● **Stated goal**: Reproduce the data below verbatim, keeping every line in its original order.

● **Entries shown**:
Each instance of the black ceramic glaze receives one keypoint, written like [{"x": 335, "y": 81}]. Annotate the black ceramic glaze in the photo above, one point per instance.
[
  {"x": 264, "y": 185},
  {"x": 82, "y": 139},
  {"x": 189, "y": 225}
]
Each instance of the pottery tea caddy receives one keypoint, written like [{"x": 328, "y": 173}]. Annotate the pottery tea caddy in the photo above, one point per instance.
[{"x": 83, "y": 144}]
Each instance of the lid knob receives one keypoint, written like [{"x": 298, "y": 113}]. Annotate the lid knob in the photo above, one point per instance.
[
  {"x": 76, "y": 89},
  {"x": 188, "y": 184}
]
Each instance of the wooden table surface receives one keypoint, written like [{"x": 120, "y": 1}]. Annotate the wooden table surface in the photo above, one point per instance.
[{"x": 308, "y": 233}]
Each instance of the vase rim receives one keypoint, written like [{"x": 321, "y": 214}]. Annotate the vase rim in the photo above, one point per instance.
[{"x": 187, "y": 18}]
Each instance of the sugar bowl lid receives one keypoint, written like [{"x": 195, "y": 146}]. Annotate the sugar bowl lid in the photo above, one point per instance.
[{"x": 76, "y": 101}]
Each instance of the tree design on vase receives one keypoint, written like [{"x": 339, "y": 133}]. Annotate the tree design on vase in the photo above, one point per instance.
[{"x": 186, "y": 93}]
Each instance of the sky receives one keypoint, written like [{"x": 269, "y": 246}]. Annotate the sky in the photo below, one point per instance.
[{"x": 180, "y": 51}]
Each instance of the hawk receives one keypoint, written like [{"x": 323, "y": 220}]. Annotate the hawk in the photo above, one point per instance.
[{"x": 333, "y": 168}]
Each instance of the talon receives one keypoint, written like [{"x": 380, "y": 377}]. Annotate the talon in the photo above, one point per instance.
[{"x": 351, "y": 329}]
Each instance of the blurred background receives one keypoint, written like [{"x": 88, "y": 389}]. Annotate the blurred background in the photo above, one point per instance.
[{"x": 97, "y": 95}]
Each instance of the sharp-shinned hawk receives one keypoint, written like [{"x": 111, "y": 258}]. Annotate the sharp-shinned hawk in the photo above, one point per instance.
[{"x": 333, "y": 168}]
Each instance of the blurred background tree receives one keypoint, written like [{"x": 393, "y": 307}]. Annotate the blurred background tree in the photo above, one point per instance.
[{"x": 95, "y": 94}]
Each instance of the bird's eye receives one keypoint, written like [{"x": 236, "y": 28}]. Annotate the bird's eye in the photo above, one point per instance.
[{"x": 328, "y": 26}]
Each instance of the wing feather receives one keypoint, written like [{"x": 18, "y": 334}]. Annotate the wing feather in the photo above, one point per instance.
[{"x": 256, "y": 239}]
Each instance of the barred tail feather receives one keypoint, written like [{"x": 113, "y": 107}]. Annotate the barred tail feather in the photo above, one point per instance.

● **Answer to this exercise**:
Each instance of the black ceramic glaze receives one keypoint, written like [{"x": 335, "y": 81}]. Annotate the black ceramic glaze in the photo above, one point per instance.
[
  {"x": 264, "y": 185},
  {"x": 82, "y": 139},
  {"x": 189, "y": 225}
]
Each instance of the pottery tea caddy receives one keypoint, written like [{"x": 328, "y": 173}]. Annotate the pottery tea caddy in the photo above, one point per instance.
[{"x": 83, "y": 144}]
Each instance of the lid knob receives one keypoint, written like [{"x": 298, "y": 113}]. Annotate the lid knob in the photo above, one point per instance.
[
  {"x": 76, "y": 89},
  {"x": 188, "y": 184}
]
Each instance of the wooden table surface receives one keypoint, written like [{"x": 120, "y": 1}]. Annotate the wooden table surface in the photo above, one point per instance.
[{"x": 308, "y": 233}]
Each instance of the vase rim receives one keypoint, written like [{"x": 321, "y": 214}]. Annotate the vase rim in the photo above, one point per instance.
[{"x": 187, "y": 18}]
Each instance of the sugar bowl lid receives one keypoint, written like [{"x": 195, "y": 146}]. Annotate the sugar bowl lid in the photo above, one point per instance.
[{"x": 76, "y": 101}]
Each instance of the tree design on vase receives one keypoint, written like [{"x": 339, "y": 133}]. Annotate the tree design on vase in the photo above, one point per instance.
[{"x": 186, "y": 93}]
Each instance of the sky receives one keypoint, written like [{"x": 269, "y": 246}]. Annotate the sky in the photo below, one point per instance.
[{"x": 180, "y": 51}]
Each instance of the hawk receives one keypoint, written like [{"x": 323, "y": 220}]. Annotate the hawk in the photo above, one point per instance.
[{"x": 333, "y": 168}]
Each instance of the talon receives one keypoint, written like [{"x": 380, "y": 377}]. Annotate the talon in the photo above, one point per instance.
[{"x": 351, "y": 329}]
Each instance of the blurred background receives one keypoint, written like [{"x": 88, "y": 389}]. Annotate the blurred background in the photo above, one point per instance.
[{"x": 97, "y": 95}]
Each instance of the sharp-shinned hawk receives one keypoint, written like [{"x": 111, "y": 258}]. Annotate the sharp-shinned hawk in the photo above, one point per instance.
[{"x": 333, "y": 168}]
Each instance of the blurred background tree receives one keypoint, written like [{"x": 393, "y": 307}]. Annotate the blurred background tree in the photo above, one point per instance.
[{"x": 95, "y": 94}]
Each instance of the bird's eye receives one keypoint, written like [{"x": 236, "y": 28}]. Annotate the bird's eye in the photo above, one point per instance.
[{"x": 328, "y": 26}]
Each instance of the wing feather receives one keypoint, written like [{"x": 18, "y": 334}]. Annotate the wing feather in the photo above, one point per instance.
[{"x": 256, "y": 239}]
Each instance of the barred tail feather receives one keypoint, written like [{"x": 113, "y": 107}]. Annotate the barred tail feather in the photo above, one point per instance.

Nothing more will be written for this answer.